Given the listing below, reproduce all of it exactly.

--- Information given Enclosed Below ---

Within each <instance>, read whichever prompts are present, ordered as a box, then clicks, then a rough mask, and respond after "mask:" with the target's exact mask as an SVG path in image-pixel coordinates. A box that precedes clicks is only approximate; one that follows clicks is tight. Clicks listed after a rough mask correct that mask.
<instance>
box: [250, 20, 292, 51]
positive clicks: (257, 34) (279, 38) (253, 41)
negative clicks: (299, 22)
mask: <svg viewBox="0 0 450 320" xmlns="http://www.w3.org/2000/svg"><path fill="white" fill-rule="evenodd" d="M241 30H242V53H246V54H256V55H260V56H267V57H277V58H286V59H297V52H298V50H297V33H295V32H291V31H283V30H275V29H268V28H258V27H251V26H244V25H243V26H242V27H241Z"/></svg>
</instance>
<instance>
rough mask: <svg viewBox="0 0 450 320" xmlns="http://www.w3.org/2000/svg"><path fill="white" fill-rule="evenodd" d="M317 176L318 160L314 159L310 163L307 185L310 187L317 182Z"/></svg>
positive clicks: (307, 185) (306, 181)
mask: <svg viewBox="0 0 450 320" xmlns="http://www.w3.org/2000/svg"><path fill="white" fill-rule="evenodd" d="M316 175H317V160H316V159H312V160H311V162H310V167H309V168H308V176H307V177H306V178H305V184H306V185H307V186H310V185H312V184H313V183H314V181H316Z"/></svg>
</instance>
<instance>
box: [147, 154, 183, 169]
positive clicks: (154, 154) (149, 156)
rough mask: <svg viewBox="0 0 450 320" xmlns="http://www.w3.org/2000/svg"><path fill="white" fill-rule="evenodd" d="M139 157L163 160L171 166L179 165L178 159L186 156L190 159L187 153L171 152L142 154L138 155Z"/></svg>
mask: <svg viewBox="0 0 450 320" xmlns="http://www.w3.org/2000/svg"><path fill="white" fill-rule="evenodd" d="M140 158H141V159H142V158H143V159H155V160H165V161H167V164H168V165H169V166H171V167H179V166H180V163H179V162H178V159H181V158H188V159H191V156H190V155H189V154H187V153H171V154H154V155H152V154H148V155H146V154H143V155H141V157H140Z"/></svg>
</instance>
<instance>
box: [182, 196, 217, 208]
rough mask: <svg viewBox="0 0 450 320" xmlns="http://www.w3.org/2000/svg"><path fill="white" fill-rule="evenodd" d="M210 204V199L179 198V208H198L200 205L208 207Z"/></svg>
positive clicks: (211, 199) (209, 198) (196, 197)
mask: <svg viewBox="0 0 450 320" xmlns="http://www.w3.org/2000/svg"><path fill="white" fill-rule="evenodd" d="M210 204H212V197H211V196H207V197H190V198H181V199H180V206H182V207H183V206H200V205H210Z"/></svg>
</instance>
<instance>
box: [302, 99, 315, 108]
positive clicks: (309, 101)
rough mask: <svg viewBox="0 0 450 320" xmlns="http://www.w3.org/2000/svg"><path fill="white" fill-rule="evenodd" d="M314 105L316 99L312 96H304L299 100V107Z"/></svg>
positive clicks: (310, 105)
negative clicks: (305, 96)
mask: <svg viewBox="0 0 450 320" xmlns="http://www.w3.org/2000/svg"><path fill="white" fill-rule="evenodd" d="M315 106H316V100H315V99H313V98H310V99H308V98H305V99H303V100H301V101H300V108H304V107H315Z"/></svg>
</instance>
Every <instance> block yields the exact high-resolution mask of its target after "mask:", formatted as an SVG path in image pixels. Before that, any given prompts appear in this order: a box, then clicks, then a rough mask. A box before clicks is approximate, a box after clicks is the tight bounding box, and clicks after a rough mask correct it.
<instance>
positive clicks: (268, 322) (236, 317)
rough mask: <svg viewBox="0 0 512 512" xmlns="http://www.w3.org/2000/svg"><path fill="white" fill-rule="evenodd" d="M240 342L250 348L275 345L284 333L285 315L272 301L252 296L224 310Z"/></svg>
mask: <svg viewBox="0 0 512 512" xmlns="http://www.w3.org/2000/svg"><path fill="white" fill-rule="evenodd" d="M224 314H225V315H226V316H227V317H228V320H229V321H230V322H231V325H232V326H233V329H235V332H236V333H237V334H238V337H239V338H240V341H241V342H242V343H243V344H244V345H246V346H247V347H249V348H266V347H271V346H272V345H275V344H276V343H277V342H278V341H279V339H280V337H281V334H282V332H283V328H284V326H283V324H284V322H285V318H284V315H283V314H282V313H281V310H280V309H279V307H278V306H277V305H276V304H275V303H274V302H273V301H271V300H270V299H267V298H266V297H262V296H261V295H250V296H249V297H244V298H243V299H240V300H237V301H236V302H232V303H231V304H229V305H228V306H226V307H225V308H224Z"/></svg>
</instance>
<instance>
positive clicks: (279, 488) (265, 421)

--- End of Enclosed Information given ---

Response —
Within each <instance>, read whichever prompts are present, ordered as a box, then clicks, then a rough mask, and respond after "mask:" with the target's exact mask as an SVG path in image-pixel coordinates. A box that precedes clicks is only approximate; one that follows clicks is tight. Clicks listed after a rough mask correct that mask.
<instance>
box: [250, 20, 292, 51]
positive clicks: (257, 34) (279, 38) (253, 41)
negative clicks: (299, 22)
mask: <svg viewBox="0 0 450 320" xmlns="http://www.w3.org/2000/svg"><path fill="white" fill-rule="evenodd" d="M241 30H242V53H246V54H256V55H260V56H267V57H277V58H286V59H297V52H298V50H297V33H295V32H291V31H283V30H275V29H268V28H258V27H251V26H244V25H243V26H242V27H241Z"/></svg>
</instance>
<instance>
rough mask: <svg viewBox="0 0 450 320" xmlns="http://www.w3.org/2000/svg"><path fill="white" fill-rule="evenodd" d="M317 176L318 160L314 159L310 163L307 185L310 187L317 182Z"/></svg>
positive clicks: (307, 185) (306, 181)
mask: <svg viewBox="0 0 450 320" xmlns="http://www.w3.org/2000/svg"><path fill="white" fill-rule="evenodd" d="M316 175H317V160H316V159H312V160H311V162H310V167H309V168H308V176H307V177H306V178H305V184H306V185H307V186H310V185H312V184H313V183H314V181H316Z"/></svg>
</instance>
<instance>
box: [147, 154, 183, 169]
positive clicks: (154, 154) (149, 156)
rough mask: <svg viewBox="0 0 450 320" xmlns="http://www.w3.org/2000/svg"><path fill="white" fill-rule="evenodd" d="M139 157L163 160L171 166L179 165L178 159L186 156L190 159L187 153L171 152L142 154L138 155Z"/></svg>
mask: <svg viewBox="0 0 450 320" xmlns="http://www.w3.org/2000/svg"><path fill="white" fill-rule="evenodd" d="M140 158H141V159H142V158H143V159H155V160H165V161H167V164H168V165H169V166H171V167H179V166H180V163H179V162H178V159H181V158H188V159H191V156H190V155H189V154H187V153H171V154H154V155H152V154H148V155H146V154H143V155H141V157H140Z"/></svg>
</instance>
<instance>
box: [182, 196, 217, 208]
rough mask: <svg viewBox="0 0 450 320" xmlns="http://www.w3.org/2000/svg"><path fill="white" fill-rule="evenodd" d="M210 204V199L179 198V208H198L200 205L208 207Z"/></svg>
positive clicks: (211, 199) (209, 198) (196, 197)
mask: <svg viewBox="0 0 450 320" xmlns="http://www.w3.org/2000/svg"><path fill="white" fill-rule="evenodd" d="M210 204H212V197H211V196H207V197H190V198H181V199H180V206H182V207H183V206H200V205H210Z"/></svg>
</instance>
<instance>
box: [302, 99, 315, 108]
positive clicks: (309, 101)
rough mask: <svg viewBox="0 0 450 320" xmlns="http://www.w3.org/2000/svg"><path fill="white" fill-rule="evenodd" d="M314 105L316 99L312 96H304L299 100V107Z"/></svg>
positive clicks: (310, 105)
negative clicks: (305, 96)
mask: <svg viewBox="0 0 450 320" xmlns="http://www.w3.org/2000/svg"><path fill="white" fill-rule="evenodd" d="M315 106H316V100H315V99H313V98H310V99H308V98H305V99H303V100H301V101H300V108H304V107H315Z"/></svg>
</instance>
Every <instance> block yields the exact high-resolution mask of its target after "mask:", formatted as an SVG path in image pixels. Before that, any given prompts appear in this order: a box, then clicks, then a rough mask. A box before clicks is approximate, a box after clicks is the tight bounding box, and clicks after a rough mask correct it.
<instance>
positive clicks: (268, 322) (236, 317)
rough mask: <svg viewBox="0 0 512 512" xmlns="http://www.w3.org/2000/svg"><path fill="white" fill-rule="evenodd" d="M240 342L250 348L275 345L284 333L285 315L272 301L252 296L224 310Z"/></svg>
mask: <svg viewBox="0 0 512 512" xmlns="http://www.w3.org/2000/svg"><path fill="white" fill-rule="evenodd" d="M224 314H225V315H226V316H227V317H228V320H229V321H230V322H231V325H232V326H233V329H235V332H236V333H237V334H238V337H239V338H240V341H241V342H242V343H243V344H244V345H246V346H247V347H249V348H266V347H271V346H272V345H275V344H276V343H277V342H278V341H279V339H280V337H281V334H282V332H283V328H284V326H283V324H284V322H285V318H284V315H283V314H282V313H281V310H280V309H279V307H278V306H277V305H276V304H275V303H274V302H273V301H271V300H270V299H267V298H266V297H262V296H261V295H250V296H249V297H244V298H243V299H240V300H237V301H236V302H232V303H231V304H229V305H228V306H226V307H225V308H224Z"/></svg>
</instance>
<instance>
positive clicks: (279, 488) (265, 421)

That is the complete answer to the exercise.